Your goal: Exactly the lines starting at the line containing "Point out the dry" and ending at the line containing "Point out the grassy" are to be written out from the listing below, both included.

Dataset:
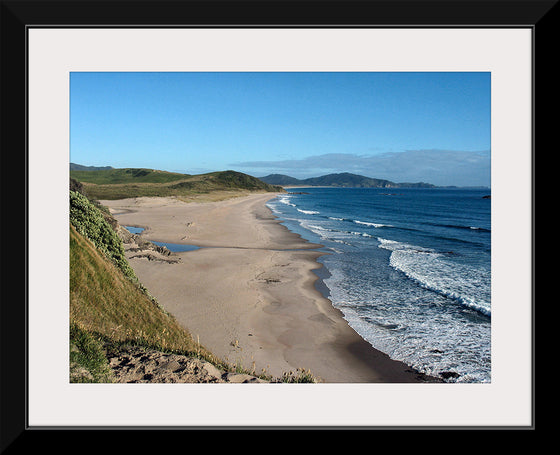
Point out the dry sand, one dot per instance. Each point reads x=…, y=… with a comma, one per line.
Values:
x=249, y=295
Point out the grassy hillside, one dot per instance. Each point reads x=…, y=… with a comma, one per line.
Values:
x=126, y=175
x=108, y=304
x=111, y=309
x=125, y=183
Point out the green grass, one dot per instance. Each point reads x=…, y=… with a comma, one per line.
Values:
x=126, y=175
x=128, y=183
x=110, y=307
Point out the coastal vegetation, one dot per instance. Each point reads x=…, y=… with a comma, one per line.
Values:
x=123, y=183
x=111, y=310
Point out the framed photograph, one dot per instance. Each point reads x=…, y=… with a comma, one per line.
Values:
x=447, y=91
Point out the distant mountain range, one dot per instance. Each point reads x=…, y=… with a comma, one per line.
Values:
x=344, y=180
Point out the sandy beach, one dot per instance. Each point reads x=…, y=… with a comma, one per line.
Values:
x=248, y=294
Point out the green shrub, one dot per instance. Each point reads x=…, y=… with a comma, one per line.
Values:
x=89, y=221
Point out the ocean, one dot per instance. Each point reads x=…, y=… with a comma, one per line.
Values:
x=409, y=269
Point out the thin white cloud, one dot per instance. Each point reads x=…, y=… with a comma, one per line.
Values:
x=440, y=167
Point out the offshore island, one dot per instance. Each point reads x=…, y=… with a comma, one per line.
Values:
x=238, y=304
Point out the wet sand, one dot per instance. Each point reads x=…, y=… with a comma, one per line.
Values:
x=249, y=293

---

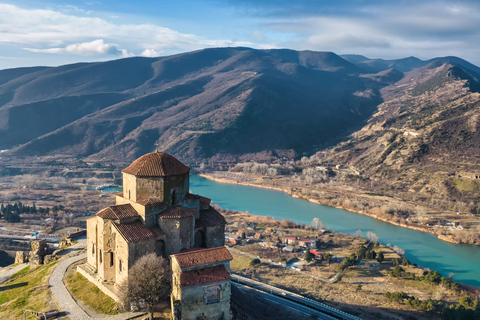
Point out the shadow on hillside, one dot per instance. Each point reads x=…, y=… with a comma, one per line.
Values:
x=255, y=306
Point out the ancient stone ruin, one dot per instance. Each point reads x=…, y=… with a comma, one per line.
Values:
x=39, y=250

Written solution:
Point out the dry sand, one dot per instance. Each point reads x=…, y=… with a comma, one per line.
Values:
x=249, y=295
Point out the grassy hillside, one dot per instance. Each point reads x=…, y=… with a comma, one per line.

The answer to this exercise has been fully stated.